§ Given task
Quote the material below verbatim, starting at the line that contains "like x=450, y=25." and stopping after the line that contains "x=400, y=248".

§ Material
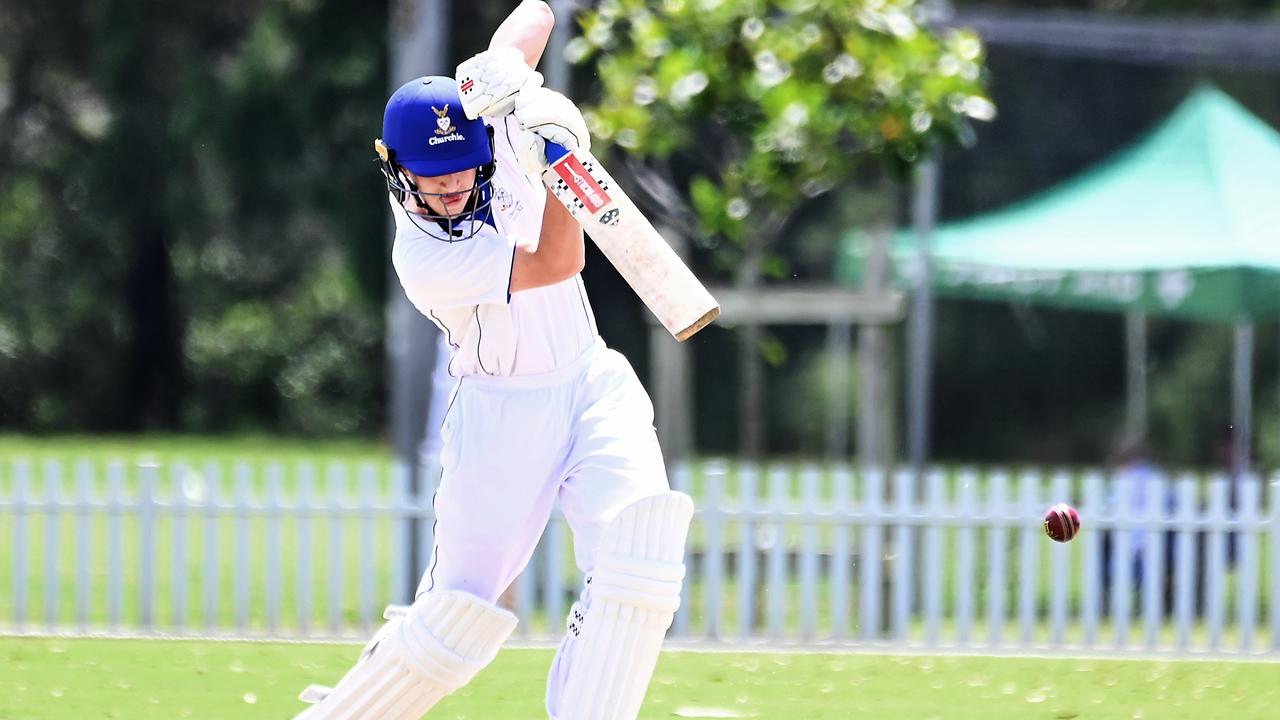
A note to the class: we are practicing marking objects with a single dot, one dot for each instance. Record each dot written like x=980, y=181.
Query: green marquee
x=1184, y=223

* * *

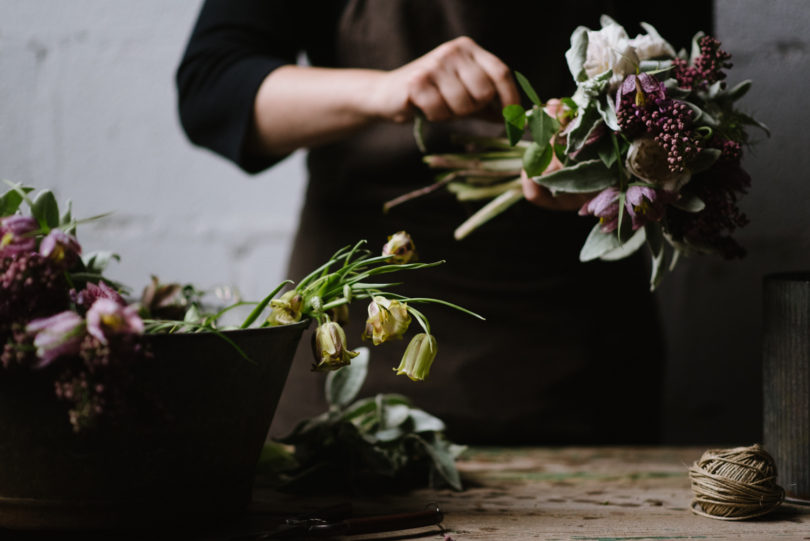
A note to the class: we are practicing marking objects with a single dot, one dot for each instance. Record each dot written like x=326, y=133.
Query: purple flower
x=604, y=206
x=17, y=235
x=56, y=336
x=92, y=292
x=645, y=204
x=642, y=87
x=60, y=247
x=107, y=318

--

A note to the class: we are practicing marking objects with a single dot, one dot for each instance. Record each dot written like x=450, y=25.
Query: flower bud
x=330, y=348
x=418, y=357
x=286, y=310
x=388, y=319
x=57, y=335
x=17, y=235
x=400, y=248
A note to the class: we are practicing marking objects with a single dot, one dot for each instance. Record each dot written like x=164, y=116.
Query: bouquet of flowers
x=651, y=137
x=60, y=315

§ Completed task
A note to the class: we are practicing marking objects with a single dot, one dot for each instance. Record each dot written like x=450, y=25.
Query: flower bud
x=330, y=348
x=418, y=357
x=286, y=310
x=388, y=319
x=57, y=335
x=17, y=235
x=400, y=248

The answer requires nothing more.